▶ Provided passage
>>

Anyway, not to compare Windows XP and Ubuntu Linux further: all I think is, a person should be able to use whatever OS they prefer, without major interference and problems. You’re free to use Windows, if you want: choose that kind of headache, instead of the kind I get when I cannot do X or Y or Z and need to dig into the command line to fix it. Yeah, Linux still has that aspect, though it’s not common, but I don’t think everyone could handle it. I’m barely able to myself. But no matter what you choose, tech support should be professional enough to handle that, even if they specialize in supporting the most popular OS. (Even if it happens to be the shoddiest one available.)

But that’s not really how it works here. This afternoon, I was seeing a page that instructed me to install some Windows thing if I wanted internet access. And apparently the reasoning is good, if you use Windows. Lime installed it on her PC, along with some kind of anti-viral thing, and it found 15 viruses on her computer that the free antiviral software.

But I don’t have viruses. I can’t get viruses. Linux doesn’t have a virus problem (for reasons explained here). I don’t So what’s the deal?

The secretary at the office called the IT center for me and someone there said to her, “Ah, foreign computers. They are weird. I can’t fix it unless he’s using Windows.” Note that: he spoke of fixing my computer, at least that’s how the secretary explained it. My computer’s fine, but he seemed to think there was something wrong with it. As I explained this, she was shocked to discover I’d bought my computer in Korea. “Why do you use Linux?” she said, and I gave her the simple answer: no viruses, more stable than Windows, and free. “Why do you use Windows?” I asked, and she just shrugged. The real answer is, because that’s the only OS you can productively use in Korea.

<<

▶ What you need to do
a: In the passage about using Linux, why does the writer say they can't get viruses? Answer in one to three sentences.
b: Quote the passage about using Linux from "The secretary at" to "use in Korea.".
c: List every person the passage about using Linux mentions other than the writer.

▶ Dataset extract
>>

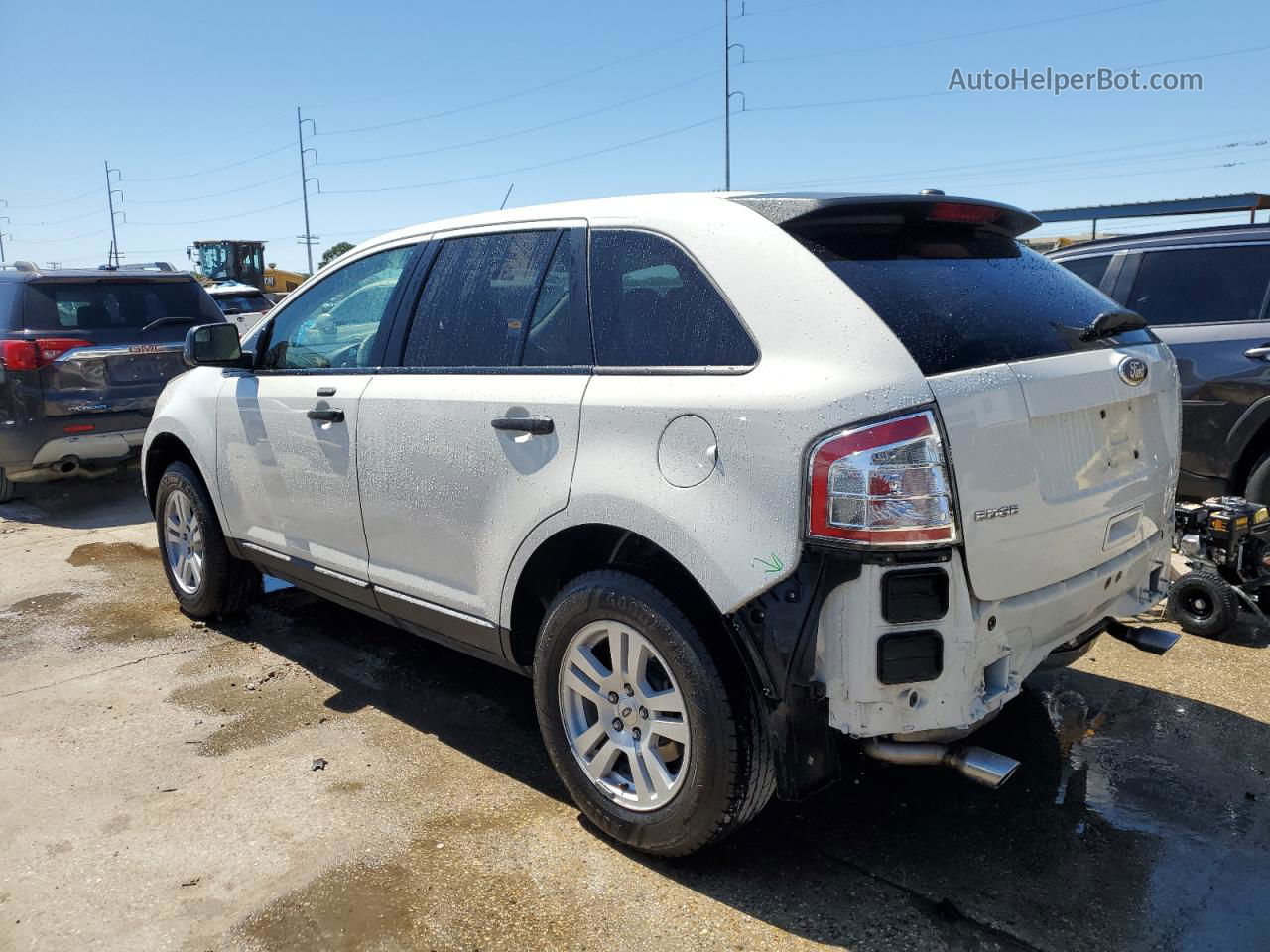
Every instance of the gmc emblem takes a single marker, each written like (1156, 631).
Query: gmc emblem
(998, 513)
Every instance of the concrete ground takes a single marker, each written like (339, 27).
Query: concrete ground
(158, 792)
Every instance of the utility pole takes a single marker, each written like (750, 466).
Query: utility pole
(308, 239)
(726, 99)
(113, 258)
(726, 90)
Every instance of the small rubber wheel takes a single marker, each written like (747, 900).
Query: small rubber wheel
(656, 747)
(1203, 603)
(204, 578)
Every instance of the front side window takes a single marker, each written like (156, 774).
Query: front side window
(1091, 270)
(653, 307)
(476, 299)
(1202, 285)
(336, 321)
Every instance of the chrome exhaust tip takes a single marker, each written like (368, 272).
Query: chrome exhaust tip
(984, 767)
(1156, 642)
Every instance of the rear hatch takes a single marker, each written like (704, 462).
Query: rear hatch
(1064, 448)
(111, 343)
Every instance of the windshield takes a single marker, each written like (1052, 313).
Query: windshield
(960, 298)
(114, 304)
(213, 262)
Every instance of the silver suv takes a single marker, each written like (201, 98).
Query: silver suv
(728, 476)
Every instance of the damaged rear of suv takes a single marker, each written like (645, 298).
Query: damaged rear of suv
(729, 476)
(84, 354)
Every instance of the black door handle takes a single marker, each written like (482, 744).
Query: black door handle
(534, 425)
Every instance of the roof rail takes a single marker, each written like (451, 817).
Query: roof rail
(137, 267)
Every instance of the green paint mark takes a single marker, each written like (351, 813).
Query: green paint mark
(771, 566)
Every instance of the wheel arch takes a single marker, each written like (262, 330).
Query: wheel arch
(578, 548)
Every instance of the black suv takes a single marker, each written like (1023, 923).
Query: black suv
(1206, 294)
(82, 358)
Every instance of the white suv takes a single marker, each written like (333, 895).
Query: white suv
(725, 474)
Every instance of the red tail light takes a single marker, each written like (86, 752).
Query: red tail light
(883, 485)
(18, 354)
(33, 354)
(964, 212)
(53, 348)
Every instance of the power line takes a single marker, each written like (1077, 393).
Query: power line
(207, 221)
(60, 221)
(952, 36)
(53, 204)
(1020, 159)
(68, 238)
(527, 130)
(526, 168)
(849, 102)
(975, 168)
(522, 91)
(214, 194)
(218, 168)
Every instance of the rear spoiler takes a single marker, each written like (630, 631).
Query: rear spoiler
(795, 211)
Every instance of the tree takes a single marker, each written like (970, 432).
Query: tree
(334, 252)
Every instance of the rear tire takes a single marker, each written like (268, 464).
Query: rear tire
(204, 578)
(1205, 604)
(714, 765)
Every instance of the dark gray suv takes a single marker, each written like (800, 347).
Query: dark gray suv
(1205, 293)
(82, 358)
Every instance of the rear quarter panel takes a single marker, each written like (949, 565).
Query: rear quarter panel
(187, 411)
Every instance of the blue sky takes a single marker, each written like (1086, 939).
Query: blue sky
(167, 90)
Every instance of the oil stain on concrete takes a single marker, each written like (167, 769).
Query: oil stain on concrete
(134, 602)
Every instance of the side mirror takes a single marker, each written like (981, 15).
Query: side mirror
(214, 345)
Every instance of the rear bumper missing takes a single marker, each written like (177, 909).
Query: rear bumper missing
(987, 649)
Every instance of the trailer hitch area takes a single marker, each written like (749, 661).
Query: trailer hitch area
(1157, 642)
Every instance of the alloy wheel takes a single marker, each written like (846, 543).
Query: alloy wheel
(183, 534)
(625, 717)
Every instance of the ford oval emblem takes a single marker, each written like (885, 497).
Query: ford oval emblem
(1133, 371)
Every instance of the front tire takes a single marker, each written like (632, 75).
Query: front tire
(204, 578)
(657, 748)
(1203, 603)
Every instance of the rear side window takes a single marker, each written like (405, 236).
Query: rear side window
(960, 298)
(114, 304)
(477, 298)
(652, 306)
(1202, 285)
(336, 321)
(1091, 270)
(243, 303)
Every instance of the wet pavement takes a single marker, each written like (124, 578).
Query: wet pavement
(158, 792)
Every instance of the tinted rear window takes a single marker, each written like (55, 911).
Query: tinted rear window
(653, 307)
(243, 303)
(960, 298)
(1091, 270)
(114, 304)
(1202, 285)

<<

▶ Expected results
a: The writer says they can't get viruses because they use Linux, and Linux doesn't have a virus problem.

b:
The secretary at the office called the IT center for me and someone there said to her, “Ah, foreign computers. They are weird. I can’t fix it unless he’s using Windows.” Note that: he spoke of fixing my computer, at least that’s how the secretary explained it. My computer’s fine, but he seemed to think there was something wrong with it. As I explained this, she was shocked to discover I’d bought my computer in Korea. “Why do you use Linux?” she said, and I gave her the simple answer: no viruses, more stable than Windows, and free. “Why do you use Windows?” I asked, and she just shrugged. The real answer is, because that’s the only OS you can productively use in Korea.

c:
- Lime
- The secretary at the office
- Someone at the IT center